### Problem requirements
In the records below, find every line with the word "woman" and copy it.

### Data listing

***

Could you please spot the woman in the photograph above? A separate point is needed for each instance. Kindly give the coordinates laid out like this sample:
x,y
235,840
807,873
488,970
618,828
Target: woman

***

### Reply
Could you please spot the woman in the photograph above? A separate point is needed for each instance. Kindly give the coordinates laid out like this sample:
Target: woman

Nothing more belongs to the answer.